• OBJECTIVE
The lines to extract start at the one containing "of the white" and end with the last line; give them exactly and nothing more.

--- START MATERIALS PROVIDED ---

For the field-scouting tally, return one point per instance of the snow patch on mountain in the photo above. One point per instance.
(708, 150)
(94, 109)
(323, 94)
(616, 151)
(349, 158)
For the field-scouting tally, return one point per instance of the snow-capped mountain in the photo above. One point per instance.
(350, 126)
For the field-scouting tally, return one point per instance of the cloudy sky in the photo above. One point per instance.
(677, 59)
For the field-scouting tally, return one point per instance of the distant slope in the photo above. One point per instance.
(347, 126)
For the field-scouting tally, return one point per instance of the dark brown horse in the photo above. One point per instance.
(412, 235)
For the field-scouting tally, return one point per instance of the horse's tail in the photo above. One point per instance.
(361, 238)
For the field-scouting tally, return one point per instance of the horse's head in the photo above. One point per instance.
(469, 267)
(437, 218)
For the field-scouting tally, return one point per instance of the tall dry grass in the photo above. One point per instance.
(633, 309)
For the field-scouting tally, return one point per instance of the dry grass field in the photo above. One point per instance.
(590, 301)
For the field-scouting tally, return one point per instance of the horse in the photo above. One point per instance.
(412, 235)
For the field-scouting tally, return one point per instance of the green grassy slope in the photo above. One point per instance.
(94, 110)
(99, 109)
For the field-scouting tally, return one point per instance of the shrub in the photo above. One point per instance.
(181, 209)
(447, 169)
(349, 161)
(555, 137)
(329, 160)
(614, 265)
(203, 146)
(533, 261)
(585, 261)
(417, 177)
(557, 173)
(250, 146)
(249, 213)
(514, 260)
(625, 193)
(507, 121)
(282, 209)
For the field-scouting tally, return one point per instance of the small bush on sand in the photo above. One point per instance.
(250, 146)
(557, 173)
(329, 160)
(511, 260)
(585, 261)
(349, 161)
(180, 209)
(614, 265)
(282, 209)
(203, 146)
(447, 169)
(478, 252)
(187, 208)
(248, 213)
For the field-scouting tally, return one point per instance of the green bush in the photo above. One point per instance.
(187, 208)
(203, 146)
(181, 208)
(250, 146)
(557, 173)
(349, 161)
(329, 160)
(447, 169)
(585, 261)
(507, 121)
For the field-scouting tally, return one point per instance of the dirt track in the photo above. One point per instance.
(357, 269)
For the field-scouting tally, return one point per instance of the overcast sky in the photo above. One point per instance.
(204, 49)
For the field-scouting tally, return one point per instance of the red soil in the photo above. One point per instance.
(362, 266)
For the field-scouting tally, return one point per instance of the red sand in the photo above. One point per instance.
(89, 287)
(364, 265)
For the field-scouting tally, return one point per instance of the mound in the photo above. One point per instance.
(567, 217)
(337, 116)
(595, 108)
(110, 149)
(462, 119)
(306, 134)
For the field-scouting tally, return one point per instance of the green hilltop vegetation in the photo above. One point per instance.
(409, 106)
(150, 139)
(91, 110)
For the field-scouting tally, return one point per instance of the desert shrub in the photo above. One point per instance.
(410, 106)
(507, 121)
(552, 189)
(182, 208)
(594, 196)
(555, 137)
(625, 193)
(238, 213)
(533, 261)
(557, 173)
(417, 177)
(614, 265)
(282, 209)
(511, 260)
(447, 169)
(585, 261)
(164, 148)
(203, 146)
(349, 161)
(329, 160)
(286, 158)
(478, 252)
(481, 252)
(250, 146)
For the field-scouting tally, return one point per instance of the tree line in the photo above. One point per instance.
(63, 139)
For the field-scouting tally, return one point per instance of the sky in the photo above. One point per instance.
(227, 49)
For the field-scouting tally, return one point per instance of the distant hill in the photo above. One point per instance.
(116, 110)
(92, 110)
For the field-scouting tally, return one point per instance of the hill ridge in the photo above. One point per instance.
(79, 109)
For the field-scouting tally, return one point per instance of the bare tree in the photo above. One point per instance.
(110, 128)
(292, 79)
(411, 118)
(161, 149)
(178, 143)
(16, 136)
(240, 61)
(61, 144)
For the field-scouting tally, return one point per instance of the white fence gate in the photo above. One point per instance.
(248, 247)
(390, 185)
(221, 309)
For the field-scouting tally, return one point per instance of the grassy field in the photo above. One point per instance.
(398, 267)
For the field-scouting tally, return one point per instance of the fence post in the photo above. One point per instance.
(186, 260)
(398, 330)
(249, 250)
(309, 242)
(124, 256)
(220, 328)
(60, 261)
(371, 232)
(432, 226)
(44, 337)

--- END MATERIALS PROVIDED ---

• RESULT BELOW
For the field-scouting tally, return one point per instance of the white fence gate in the photo above. One point per instance.
(248, 247)
(390, 185)
(221, 309)
For the field-scouting tally, return one point per instance of the grassy field in the photo above. One point per instance.
(398, 267)
For the field-scouting tally, return one point per instance of the fence post in the photo above. One point per instance.
(186, 260)
(398, 330)
(249, 250)
(309, 242)
(124, 256)
(220, 328)
(60, 261)
(371, 232)
(432, 226)
(44, 337)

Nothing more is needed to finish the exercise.